**Your task:** Scanning the entries below, copy every line that contains the word "porch".
-- Entries supplied follows --
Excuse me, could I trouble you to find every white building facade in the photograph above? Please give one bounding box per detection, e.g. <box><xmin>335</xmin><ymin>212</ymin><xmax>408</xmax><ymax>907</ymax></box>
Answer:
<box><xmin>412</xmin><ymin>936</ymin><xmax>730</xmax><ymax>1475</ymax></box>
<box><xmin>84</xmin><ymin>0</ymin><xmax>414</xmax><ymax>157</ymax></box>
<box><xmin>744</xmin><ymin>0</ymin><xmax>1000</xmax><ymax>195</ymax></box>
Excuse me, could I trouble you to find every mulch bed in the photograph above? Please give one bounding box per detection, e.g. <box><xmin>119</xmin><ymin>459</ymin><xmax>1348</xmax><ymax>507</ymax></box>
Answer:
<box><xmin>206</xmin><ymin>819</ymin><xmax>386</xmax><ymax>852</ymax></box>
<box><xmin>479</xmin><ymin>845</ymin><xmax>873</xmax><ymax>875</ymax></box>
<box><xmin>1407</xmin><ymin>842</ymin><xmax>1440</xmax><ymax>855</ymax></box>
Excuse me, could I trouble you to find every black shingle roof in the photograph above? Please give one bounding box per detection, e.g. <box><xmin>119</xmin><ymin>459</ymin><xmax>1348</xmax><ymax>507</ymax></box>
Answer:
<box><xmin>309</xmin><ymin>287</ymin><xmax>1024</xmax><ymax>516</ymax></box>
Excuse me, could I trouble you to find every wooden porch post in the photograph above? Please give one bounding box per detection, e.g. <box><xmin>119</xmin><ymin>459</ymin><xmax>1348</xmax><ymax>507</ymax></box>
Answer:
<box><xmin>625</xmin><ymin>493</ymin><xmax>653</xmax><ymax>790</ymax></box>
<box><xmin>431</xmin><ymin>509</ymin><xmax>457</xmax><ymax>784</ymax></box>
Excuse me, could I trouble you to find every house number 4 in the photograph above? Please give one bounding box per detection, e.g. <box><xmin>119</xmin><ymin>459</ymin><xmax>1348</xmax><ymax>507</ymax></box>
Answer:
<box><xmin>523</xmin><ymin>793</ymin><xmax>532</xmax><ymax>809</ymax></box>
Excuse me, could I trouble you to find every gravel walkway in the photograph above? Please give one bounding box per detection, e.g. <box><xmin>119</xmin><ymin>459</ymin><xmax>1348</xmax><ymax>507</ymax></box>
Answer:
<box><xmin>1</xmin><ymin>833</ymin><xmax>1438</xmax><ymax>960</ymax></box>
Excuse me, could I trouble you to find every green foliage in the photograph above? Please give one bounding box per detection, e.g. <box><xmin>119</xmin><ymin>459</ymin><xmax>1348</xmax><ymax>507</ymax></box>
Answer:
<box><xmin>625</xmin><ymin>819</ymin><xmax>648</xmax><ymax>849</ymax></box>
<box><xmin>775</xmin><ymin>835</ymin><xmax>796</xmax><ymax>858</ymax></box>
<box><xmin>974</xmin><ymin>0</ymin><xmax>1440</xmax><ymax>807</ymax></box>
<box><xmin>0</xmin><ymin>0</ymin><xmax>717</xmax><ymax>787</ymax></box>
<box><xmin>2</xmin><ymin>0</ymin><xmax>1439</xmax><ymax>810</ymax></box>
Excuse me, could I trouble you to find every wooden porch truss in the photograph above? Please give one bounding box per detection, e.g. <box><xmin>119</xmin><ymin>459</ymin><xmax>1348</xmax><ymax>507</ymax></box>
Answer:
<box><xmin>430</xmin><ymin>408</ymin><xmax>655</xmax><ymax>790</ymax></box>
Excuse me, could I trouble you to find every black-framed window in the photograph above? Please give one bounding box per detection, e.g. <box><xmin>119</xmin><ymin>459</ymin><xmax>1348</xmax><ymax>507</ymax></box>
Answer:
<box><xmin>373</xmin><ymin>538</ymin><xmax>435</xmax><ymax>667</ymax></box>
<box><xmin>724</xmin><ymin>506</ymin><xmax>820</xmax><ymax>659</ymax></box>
-- Entries supplied concluded --
-- Entries supplied follows --
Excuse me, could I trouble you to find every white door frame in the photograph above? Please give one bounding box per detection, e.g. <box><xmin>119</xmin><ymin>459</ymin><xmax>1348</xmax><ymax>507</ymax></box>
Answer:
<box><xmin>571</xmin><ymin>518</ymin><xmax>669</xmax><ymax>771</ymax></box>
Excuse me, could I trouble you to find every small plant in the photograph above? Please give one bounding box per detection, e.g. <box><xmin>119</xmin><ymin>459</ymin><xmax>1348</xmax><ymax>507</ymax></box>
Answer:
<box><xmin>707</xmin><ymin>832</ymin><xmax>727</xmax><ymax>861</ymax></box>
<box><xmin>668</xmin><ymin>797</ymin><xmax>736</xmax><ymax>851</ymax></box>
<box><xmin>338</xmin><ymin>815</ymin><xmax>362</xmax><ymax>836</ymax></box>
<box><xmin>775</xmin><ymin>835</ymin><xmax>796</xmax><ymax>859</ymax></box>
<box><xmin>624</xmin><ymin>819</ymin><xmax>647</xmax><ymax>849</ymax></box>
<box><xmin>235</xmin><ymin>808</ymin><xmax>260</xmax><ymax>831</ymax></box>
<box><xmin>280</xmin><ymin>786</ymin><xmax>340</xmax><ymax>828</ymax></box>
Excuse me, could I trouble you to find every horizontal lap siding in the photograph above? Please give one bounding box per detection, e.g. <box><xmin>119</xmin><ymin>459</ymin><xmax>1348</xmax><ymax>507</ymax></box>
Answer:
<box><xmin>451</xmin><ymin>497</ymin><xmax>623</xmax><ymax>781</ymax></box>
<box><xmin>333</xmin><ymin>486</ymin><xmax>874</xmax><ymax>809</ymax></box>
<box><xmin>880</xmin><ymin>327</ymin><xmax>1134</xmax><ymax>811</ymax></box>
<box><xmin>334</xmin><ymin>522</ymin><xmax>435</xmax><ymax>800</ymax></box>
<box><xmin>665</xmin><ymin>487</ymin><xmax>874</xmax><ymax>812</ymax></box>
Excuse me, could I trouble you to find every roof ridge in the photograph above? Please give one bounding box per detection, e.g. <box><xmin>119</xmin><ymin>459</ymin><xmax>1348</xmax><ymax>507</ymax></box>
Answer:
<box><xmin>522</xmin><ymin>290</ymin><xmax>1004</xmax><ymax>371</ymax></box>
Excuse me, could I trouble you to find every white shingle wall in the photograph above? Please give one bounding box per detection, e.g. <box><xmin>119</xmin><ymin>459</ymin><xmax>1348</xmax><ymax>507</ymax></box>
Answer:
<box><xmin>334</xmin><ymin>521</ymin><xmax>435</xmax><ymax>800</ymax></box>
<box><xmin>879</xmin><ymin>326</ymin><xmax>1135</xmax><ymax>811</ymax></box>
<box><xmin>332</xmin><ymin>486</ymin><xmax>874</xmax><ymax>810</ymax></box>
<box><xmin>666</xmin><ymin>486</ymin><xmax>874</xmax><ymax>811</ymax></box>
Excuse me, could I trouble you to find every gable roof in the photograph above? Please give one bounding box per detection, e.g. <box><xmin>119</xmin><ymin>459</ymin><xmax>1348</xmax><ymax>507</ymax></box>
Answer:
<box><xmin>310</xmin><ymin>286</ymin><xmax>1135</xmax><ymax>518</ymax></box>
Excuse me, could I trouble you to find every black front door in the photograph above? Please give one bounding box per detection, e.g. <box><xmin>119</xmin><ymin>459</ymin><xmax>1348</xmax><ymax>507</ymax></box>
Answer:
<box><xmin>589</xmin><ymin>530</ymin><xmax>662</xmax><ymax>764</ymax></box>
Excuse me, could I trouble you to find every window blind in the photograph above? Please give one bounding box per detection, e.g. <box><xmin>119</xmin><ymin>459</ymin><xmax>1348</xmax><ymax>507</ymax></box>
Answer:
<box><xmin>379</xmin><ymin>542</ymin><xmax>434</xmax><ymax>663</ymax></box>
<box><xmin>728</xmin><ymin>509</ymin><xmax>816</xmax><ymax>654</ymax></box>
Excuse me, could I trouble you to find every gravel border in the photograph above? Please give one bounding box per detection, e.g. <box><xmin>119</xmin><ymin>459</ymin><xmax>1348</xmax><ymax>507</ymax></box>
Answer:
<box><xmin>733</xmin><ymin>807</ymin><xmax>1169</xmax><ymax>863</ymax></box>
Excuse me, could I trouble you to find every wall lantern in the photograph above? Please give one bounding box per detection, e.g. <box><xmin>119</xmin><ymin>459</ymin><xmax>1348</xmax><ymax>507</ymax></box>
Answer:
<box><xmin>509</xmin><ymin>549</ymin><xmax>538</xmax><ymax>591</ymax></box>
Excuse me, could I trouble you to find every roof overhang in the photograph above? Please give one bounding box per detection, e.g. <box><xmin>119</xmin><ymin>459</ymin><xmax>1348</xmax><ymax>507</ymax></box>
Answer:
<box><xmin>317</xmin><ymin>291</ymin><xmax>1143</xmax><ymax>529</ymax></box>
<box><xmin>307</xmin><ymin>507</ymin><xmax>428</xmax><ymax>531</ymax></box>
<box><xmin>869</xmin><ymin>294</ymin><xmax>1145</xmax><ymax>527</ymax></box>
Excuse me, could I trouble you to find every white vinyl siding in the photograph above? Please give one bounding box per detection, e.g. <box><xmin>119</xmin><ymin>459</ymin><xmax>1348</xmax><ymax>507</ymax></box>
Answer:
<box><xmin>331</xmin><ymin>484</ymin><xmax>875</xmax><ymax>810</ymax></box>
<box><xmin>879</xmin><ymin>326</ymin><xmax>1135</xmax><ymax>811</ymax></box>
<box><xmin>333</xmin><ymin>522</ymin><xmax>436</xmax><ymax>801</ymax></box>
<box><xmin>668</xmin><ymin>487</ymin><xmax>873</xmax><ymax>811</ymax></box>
-- Entries supplied concluded --
**Result of the task:**
Excuse me, could I trouble you to find every wooden porch post in the photograph above? Please give one bounding box per detection, e.g. <box><xmin>119</xmin><ymin>459</ymin><xmax>1348</xmax><ymax>507</ymax></box>
Excuse me, could I trouble you to find every wooden porch truss in the photograph above? Please give one bounding box per detection, e.g. <box><xmin>119</xmin><ymin>459</ymin><xmax>1348</xmax><ymax>507</ymax></box>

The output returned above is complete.